What this task involves -> Only one stretch of the records below is wanted: the lines from the one holding "Place a point on each instance of the tan rv" through the one holding "Place a point on each instance of the shirt cuff, one". Return it exactly, both ends included.

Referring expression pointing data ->
[Start of Attachment]

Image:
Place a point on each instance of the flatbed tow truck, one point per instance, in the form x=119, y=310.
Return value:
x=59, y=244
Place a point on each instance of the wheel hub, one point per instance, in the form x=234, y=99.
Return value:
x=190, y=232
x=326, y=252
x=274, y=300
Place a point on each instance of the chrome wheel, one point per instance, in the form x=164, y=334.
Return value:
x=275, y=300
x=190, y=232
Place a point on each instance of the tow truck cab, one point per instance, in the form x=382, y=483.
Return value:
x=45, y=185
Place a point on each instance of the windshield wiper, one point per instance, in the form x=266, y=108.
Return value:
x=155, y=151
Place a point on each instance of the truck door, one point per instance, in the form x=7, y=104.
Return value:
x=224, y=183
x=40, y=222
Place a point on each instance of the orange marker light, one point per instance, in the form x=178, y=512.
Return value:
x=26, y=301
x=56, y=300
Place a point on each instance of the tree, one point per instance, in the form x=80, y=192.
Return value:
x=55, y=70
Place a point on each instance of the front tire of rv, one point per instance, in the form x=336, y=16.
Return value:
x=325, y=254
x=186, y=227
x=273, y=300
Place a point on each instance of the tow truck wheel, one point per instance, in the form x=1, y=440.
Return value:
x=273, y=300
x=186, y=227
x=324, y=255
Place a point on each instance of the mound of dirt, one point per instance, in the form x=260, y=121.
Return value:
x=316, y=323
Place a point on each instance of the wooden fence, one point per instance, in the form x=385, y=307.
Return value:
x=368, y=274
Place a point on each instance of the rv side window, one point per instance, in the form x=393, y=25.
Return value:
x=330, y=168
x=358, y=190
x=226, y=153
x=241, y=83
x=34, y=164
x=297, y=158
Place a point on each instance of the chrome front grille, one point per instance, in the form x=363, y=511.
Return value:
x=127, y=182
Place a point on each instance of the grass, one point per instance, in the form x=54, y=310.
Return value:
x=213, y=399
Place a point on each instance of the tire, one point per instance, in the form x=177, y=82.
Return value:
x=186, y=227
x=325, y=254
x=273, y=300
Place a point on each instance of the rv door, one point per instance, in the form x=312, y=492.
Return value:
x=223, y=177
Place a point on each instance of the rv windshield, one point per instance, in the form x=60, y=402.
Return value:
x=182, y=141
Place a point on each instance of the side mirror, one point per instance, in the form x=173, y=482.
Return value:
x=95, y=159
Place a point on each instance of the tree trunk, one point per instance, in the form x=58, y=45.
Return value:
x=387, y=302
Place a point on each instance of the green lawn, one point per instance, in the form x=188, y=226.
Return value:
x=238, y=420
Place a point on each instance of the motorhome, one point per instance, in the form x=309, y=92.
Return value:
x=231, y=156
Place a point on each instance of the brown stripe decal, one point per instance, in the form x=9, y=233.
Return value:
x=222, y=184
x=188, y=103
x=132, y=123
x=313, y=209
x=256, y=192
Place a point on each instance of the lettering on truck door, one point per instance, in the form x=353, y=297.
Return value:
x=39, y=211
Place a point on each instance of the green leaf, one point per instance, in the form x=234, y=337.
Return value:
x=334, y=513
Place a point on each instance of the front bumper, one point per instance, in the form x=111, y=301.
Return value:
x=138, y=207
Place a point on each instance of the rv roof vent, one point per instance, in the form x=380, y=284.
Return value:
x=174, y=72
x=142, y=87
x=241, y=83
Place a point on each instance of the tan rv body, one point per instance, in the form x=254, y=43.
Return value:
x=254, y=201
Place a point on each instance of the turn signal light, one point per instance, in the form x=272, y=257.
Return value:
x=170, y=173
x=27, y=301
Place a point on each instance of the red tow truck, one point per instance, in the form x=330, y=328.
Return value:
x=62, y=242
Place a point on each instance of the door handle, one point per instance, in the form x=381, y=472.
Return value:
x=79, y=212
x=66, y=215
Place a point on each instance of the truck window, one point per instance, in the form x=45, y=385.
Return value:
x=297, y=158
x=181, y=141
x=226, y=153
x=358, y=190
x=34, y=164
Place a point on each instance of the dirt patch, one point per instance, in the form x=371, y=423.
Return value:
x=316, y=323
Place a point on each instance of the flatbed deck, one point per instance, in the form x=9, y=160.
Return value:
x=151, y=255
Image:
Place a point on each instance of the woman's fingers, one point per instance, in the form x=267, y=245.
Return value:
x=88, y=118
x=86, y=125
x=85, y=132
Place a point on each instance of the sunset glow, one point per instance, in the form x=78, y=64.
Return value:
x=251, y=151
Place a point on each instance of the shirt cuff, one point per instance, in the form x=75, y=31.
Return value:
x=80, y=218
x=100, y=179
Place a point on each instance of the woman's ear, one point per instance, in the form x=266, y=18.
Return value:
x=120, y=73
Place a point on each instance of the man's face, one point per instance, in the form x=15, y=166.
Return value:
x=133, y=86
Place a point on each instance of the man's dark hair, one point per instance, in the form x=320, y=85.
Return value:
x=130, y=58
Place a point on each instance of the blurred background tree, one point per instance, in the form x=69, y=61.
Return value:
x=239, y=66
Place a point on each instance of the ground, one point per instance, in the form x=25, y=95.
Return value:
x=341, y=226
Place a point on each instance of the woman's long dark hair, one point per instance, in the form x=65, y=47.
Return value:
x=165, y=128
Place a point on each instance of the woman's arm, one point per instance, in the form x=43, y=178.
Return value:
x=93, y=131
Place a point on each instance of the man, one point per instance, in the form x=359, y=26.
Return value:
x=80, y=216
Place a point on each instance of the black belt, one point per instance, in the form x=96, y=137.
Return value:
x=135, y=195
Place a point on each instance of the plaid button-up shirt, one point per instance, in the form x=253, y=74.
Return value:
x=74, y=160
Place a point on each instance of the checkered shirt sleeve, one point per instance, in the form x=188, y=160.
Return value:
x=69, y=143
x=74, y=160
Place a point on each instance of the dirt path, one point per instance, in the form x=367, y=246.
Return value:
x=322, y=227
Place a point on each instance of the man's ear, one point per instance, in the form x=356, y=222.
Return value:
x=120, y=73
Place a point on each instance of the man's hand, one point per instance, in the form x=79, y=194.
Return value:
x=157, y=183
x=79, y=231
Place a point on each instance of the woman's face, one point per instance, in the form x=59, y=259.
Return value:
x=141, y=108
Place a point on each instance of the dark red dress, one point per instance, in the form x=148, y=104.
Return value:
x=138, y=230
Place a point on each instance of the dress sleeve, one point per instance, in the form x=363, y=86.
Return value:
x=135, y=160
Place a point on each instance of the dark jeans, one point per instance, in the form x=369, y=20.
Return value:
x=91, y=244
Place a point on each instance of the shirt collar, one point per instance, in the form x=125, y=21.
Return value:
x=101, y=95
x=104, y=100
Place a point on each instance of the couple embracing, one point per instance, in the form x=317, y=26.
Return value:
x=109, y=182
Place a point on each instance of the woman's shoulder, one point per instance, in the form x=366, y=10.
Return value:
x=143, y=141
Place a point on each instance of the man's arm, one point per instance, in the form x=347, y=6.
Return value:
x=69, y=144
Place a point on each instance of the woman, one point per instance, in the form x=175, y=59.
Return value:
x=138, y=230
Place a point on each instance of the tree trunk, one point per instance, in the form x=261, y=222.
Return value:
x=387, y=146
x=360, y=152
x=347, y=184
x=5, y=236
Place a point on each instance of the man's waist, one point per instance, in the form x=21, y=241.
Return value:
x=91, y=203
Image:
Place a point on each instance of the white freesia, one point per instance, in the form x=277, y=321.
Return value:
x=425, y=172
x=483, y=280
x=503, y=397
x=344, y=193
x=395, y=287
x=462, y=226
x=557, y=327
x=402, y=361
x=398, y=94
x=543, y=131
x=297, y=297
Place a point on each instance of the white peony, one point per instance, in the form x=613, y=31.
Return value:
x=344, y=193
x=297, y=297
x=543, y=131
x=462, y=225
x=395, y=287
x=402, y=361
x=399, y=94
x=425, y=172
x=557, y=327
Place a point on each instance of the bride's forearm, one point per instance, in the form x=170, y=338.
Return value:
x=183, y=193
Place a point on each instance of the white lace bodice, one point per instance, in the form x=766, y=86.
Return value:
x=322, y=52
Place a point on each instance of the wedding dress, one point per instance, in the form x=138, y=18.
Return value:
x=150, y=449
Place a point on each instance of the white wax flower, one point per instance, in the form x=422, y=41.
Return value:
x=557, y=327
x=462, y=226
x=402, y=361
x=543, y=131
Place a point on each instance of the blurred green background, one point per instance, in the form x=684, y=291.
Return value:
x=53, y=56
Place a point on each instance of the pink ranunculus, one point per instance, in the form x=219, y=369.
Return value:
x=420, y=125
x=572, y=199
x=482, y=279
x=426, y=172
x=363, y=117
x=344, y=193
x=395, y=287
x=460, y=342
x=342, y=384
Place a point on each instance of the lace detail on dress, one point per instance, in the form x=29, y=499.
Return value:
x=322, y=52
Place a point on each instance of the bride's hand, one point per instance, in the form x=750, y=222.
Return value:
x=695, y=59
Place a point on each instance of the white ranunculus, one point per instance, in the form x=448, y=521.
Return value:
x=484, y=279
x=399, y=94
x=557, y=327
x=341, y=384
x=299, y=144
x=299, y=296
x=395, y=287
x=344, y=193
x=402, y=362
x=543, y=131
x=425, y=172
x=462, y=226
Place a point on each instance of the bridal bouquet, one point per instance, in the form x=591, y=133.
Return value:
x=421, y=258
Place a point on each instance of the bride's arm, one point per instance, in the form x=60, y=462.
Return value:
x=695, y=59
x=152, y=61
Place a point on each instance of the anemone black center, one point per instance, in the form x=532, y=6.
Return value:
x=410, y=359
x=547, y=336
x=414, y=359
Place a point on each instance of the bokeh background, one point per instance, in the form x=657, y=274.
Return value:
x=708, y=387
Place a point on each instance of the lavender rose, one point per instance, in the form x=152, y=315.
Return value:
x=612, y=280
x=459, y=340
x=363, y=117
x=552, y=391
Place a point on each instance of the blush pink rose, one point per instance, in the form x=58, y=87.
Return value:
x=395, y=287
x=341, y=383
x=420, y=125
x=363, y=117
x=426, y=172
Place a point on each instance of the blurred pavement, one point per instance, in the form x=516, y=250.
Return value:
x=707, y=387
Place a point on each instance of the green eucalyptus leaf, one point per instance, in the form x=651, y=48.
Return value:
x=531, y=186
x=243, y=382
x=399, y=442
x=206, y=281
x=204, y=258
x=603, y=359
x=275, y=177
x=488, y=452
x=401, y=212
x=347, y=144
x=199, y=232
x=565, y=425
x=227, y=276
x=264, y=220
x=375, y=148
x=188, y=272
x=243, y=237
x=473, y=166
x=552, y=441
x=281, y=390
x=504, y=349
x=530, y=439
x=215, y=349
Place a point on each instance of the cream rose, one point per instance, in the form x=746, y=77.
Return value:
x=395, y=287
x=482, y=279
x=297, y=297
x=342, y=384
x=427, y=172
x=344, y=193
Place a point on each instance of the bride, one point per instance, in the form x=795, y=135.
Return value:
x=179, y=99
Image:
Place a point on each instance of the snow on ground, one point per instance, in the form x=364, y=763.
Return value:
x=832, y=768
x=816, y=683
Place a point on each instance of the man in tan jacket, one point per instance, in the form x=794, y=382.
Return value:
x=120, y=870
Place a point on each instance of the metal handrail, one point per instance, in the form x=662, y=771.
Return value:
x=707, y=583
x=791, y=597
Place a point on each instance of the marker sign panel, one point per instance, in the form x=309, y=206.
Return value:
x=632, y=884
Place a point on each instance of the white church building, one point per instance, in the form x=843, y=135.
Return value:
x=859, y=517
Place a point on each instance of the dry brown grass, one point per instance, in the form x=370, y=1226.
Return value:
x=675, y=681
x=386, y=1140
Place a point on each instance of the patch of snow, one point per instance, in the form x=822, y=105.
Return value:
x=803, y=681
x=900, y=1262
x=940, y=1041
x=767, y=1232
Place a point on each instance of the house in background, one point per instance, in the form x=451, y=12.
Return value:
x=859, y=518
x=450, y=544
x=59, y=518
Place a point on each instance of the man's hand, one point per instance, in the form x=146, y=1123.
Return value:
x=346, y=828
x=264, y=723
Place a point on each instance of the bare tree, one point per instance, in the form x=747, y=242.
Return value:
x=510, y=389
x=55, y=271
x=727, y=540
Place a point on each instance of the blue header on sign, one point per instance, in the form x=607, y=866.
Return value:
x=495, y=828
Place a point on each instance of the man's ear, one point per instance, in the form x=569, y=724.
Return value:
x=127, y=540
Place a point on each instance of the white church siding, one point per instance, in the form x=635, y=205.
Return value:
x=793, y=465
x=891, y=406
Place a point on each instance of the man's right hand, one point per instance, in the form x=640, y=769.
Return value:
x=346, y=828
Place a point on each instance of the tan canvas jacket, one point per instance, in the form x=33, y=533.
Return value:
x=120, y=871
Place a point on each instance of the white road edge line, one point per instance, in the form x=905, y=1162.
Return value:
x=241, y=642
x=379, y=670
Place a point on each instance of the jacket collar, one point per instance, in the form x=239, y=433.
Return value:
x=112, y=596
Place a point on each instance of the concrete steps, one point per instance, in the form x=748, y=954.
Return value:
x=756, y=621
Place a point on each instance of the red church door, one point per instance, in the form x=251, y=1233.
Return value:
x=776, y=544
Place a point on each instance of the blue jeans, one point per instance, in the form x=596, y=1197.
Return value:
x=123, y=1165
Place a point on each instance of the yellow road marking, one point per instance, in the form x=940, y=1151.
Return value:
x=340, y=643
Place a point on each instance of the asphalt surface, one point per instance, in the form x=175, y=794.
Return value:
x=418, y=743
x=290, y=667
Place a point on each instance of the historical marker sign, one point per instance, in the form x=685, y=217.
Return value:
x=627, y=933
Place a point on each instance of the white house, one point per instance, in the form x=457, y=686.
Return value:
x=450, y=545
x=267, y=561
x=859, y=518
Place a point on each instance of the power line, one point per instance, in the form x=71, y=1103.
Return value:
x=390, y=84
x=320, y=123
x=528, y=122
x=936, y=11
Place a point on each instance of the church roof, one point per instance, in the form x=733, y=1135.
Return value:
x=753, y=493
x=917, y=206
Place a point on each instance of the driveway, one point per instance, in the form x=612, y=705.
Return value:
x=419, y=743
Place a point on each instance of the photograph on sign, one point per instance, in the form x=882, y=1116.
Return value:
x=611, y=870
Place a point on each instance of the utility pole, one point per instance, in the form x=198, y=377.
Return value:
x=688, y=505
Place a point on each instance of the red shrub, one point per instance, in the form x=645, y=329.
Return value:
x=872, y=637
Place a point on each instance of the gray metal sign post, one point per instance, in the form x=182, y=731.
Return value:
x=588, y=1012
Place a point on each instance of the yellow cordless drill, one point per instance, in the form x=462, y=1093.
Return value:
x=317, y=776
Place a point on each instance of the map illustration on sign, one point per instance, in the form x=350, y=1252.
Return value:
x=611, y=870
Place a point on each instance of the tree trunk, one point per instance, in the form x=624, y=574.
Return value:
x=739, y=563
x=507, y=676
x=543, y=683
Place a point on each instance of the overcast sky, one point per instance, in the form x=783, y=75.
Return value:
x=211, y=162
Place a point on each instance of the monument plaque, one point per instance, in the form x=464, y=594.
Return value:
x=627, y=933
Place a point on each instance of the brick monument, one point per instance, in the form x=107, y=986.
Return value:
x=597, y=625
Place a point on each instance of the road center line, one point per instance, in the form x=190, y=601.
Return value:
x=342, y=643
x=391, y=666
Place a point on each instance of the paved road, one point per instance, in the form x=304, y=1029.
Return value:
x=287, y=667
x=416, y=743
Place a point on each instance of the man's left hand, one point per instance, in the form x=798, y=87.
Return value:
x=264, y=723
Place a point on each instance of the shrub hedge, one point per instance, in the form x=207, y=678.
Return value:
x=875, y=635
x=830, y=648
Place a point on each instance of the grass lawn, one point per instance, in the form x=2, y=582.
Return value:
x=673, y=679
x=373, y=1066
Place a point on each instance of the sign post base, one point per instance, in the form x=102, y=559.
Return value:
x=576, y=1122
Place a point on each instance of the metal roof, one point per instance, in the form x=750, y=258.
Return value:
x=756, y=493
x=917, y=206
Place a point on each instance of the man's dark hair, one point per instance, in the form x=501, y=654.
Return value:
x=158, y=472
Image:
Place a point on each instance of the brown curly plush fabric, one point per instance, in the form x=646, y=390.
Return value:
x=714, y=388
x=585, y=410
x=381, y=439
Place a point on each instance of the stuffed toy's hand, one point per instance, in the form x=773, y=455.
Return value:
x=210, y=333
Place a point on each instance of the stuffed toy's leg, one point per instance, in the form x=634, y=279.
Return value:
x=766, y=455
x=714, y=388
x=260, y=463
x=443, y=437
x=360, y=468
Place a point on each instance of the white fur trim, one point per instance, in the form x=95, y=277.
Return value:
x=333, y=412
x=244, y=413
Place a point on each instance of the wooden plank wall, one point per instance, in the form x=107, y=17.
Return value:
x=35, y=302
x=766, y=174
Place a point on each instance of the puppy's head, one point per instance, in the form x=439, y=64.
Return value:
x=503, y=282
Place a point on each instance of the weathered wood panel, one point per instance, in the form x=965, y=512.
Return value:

[End of Attachment]

Output below ->
Place a point on each instance of the tan rv body, one point per instance, in the form x=254, y=43.
Return value:
x=254, y=201
Place a point on each instance of the turn signal light, one point per instance, in the form x=272, y=257.
Return value:
x=170, y=173
x=27, y=301
Place a point on each instance of the red tow truck, one point per instance, in the form x=330, y=328.
Return value:
x=62, y=242
Place a point on each instance of the door handle, one point per instance, in the form x=381, y=472.
Return value:
x=79, y=212
x=66, y=215
Place a point on each instance of the truck window, one point per instance, in the form x=45, y=385.
Return value:
x=297, y=158
x=181, y=141
x=226, y=153
x=358, y=190
x=34, y=164
Place a point on each instance of the dirt patch, one point per instance, in the form x=371, y=423.
Return value:
x=316, y=323
Place a point on each instance of the flatbed deck, one point per instance, in the form x=9, y=160.
Return value:
x=151, y=255
Image:
Place a point on each instance of the woman's fingers, one point per instance, in the form x=267, y=245.
Return value:
x=88, y=118
x=86, y=125
x=85, y=132
Place a point on each instance of the sunset glow, one point per instance, in the form x=78, y=64.
Return value:
x=251, y=151
Place a point on each instance of the shirt cuff, one point per instance, in the form x=75, y=31.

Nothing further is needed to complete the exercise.